Así, poco a poco, pero firme como su testimonio en este juicio, Adriana fue reconstruyendo lo que el Terrorismo de Estado quiso ocultar. Un día se enteró de que Juan Farías, quien estaba secuestrado en El Vesubio, le contó a su hijo que lo llevaron a Campo de Mayo para carearse con Roberto Arancibia: “Mi padre no hablaba, no decía quién era, se callaba. Pasó muchas torturas y sé que mi padre no hablaba nada. Entonces querían que alguien dijera quién era y le preguntaron a Juan Farías si conocía a mi papá, y a mi papá también. Mi papá dijo que desconocía quién era y Juan Farías dijo que era Eloy”, declaró.
Adriana explicó que Eloy era el nombre de militancia de su padre, Roberto Arancibia. Entonces, Eloy, para Juan Farías, era quien le daba los diarios “El Combatiente” para que los distribuyera. “Así tengo la certeza que estuvo en Campo de Mayo”, aseguró.
Durante su búsqueda fue a la oficina del EAAF: “Tengo el papel que me dieron a los años de haber ido esa primera vez. En ese papel dice que yo tenía la ilusión de encontrarlos vivos, a pesar de que era bastante grande ya. Y yo fui porque todos decían que tenía que ir a dar mi muestra de sangre para encontrar los restos de mis padres, pero yo tenía la ilusión de encontrarlos vivos”, compartió. Adriana dio su muestra de sangre. Con quien más lazos estrechó en el EAAF fue con Maco Somigliana. Cada tanto lo llamaba: 
— ¿Encontraste algo? – le preguntaba a Maco. —No, quédate tranquila, yo te voy a llamar —contestaba el antropólogo. 
Hasta que un día, fue Maco el que llamó: “Yo estaba en un auto. Y esa vez que me llama, a diferencia de todas las veces que yo lo llamaba, por respeto a él no le pregunté nada”, contó Adriana. 
— Necesito que nos veamos— le había dicho Somigliana. 
Adriana, su esposo y su hijo se encontraron con Maco, quien les explicó que a raíz del atentado a las torres gemelas del 11 de septiembre la tecnología había avanzado en el cruzamiento de datos para la identificación de personas. 
— Soy Arancibia de pura cepa —le dijo Adriana a su hermano Martin, cuando supo que el resultado había sido coincidente en un 99,9%. Eso fue porque su hermano, de pequeño, bromeando, a veces le decía: “Te trajimos del orfanato pero vos no sos mi hermana”. Adriana, además, no tenía fotos ni con su madre ni con su padre. “Tener esa certeza con esa muestra de sangre fue como tener un abrazo de mi padre”, graficó Adriana en el juicio y paró con su relato un instante para tomar un sorbo de agua. “Se cree que fue arrojado en diciembre del ‘77, o sea, lo tuvieron del 11 de mayo hasta diciembre del ‘77, torturándolo. No solo porque lo vio Juan Farías, sino porque así se manejan los militares, torturando y violando”, reconstruyó. En cuanto al lugar donde fue hallado el cuerpo de su padre, Adriana fue categórica: “No hay dudas de que llegó a esa zona por ser parte de los vuelos de la muerte”.

ACCIONES A REALIZAR ::
[1] Transcribe del testimonio de Adriana sobre su padre el pasaje que va desde "Durante su búsqueda" hasta "había dicho Somigliana.", ambos incluidos.
[2] En el testimonio de Adriana sobre su padre, ¿qué nombre de militancia usaba Roberto Arancibia?
[3] Prosigue el testimonio de Adriana sobre su padre a partir de su última oración.
Los registros que aparecen a continuación son material independiente del texto.

LISTA DE REGISTROS ::
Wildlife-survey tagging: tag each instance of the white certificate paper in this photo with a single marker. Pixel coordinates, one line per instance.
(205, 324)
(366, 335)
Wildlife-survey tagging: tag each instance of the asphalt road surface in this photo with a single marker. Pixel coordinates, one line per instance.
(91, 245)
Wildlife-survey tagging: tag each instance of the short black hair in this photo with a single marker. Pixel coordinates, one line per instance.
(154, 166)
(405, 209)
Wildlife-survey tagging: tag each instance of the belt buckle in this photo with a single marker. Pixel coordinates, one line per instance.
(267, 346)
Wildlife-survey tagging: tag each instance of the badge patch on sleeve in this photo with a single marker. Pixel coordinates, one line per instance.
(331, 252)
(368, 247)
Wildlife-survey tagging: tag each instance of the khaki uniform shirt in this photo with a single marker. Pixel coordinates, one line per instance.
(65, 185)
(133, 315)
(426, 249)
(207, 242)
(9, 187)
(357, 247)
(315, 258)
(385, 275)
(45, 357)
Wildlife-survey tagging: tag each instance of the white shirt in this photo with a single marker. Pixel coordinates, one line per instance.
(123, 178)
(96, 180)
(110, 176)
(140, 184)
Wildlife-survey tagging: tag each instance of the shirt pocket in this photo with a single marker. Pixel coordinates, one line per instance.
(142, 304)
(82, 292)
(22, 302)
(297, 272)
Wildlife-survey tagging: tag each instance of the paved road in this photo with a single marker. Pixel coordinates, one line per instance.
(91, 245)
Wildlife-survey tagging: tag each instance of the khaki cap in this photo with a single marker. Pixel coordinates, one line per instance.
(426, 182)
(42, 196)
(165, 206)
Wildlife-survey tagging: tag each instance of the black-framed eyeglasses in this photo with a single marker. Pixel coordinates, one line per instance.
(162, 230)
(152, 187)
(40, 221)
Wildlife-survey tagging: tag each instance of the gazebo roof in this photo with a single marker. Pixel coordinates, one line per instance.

RESPUESTAS POR TAREA ::
[1]
Durante su búsqueda fue a la oficina del EAAF: “Tengo el papel que me dieron a los años de haber ido esa primera vez. En ese papel dice que yo tenía la ilusión de encontrarlos vivos, a pesar de que era bastante grande ya. Y yo fui porque todos decían que tenía que ir a dar mi muestra de sangre para encontrar los restos de mis padres, pero yo tenía la ilusión de encontrarlos vivos”, compartió. Adriana dio su muestra de sangre. Con quien más lazos estrechó en el EAAF fue con Maco Somigliana. Cada tanto lo llamaba: 
— ¿Encontraste algo? – le preguntaba a Maco. —No, quédate tranquila, yo te voy a llamar —contestaba el antropólogo. 
Hasta que un día, fue Maco el que llamó: “Yo estaba en un auto. Y esa vez que me llama, a diferencia de todas las veces que yo lo llamaba, por respeto a él no le pregunté nada”, contó Adriana. 
— Necesito que nos veamos— le había dicho Somigliana.

[2] Eloy.

[3]
En el 2009, Adriana sufrió una depresión muy fuerte: “Fue todo un tema. Creo que fue alrededor de abril, pero hasta que me entregaron los restos de mi papá fue insoportable. Viví el peor momento de mi vida. Era imposible no pensarlo a él como si estuviera vivo. Si fuera por mí me hubiese agarrado un hueso de mi padre y me lo traía conmigo y lo tenía siempre conmigo. Pero caí en razón y decía: ‘tengo su sangre en mi cuerpo, un montón de cosas buenas que heredé de él’. Fue un momento muy duro, tan duro que me había arrepentido de encontrar a mi papá. Literalmente, decía: ‘¿porque hice esto?’. No podía salir del pozo. No sentía el cariño de nadie. Era como si estuviera sola. Tenía un dolor en la espalda que era como un cuchillo, transpiraba. A mi familia y amigos los he vuelto locos. Estaba en estado de desesperación del dolor que me agarraba. Era algo que me mataba física y mentalmente. Bajé de peso. Era más delgada que cuando tenía 15 años. Fue muy difícil. Finalmente, gracias a Dios, me ayudó él, mucha gente amiga, logré pararme y honrar a mis padres de esta manera”. Así de crudo fue el relato de Adriana. 
Sobre el cierre, resaltó el coraje y la valentía de su hermano, quien durante su estadía en el Orfanato Riglos les decía a las autoridades que tenían una abuela, pero en ese lugar no le creyeron. “Yo tengo claro que no obraron bien con esto de que mi hermano estaba inventando cosas. Mi hermano no inventaba nada”, aseveró.
La impotencia
El abogado de la defensa, Eduardo San Emeterio, mostró un rasgo de impotencia durante la jornada al realizar sus preguntas a los familiares de las víctimas. En el caso de Arancibia, quiso saber datos, más de los que ya sabe, de la militancia de la madre y el padre de Adriana. 
El momento más nebuloso de su intervención comenzó con la pregunta: 
—¿Usted dio alguna entrevista a algún diario o periódico de estos hechos?— 
— La única entrevista que tuve fue para el Buenos Aires Herald, salió en el diario – contestó Adriana. 
Entonces, San Emeterio le dijo que ella había dado una nota al colectivo de ex presos políticos y sobrevivientes de Rosario. Allí decía que no recordaba a sus padres ni nada de lo vivido.
— No tengo problema en decir que la memoria se reconstruye —dijo Adriana y dejó una de las lecciones de esta audiencia: si los genocidas anidan en el olvido, del otro lado se reconstruyen lazos y memoria.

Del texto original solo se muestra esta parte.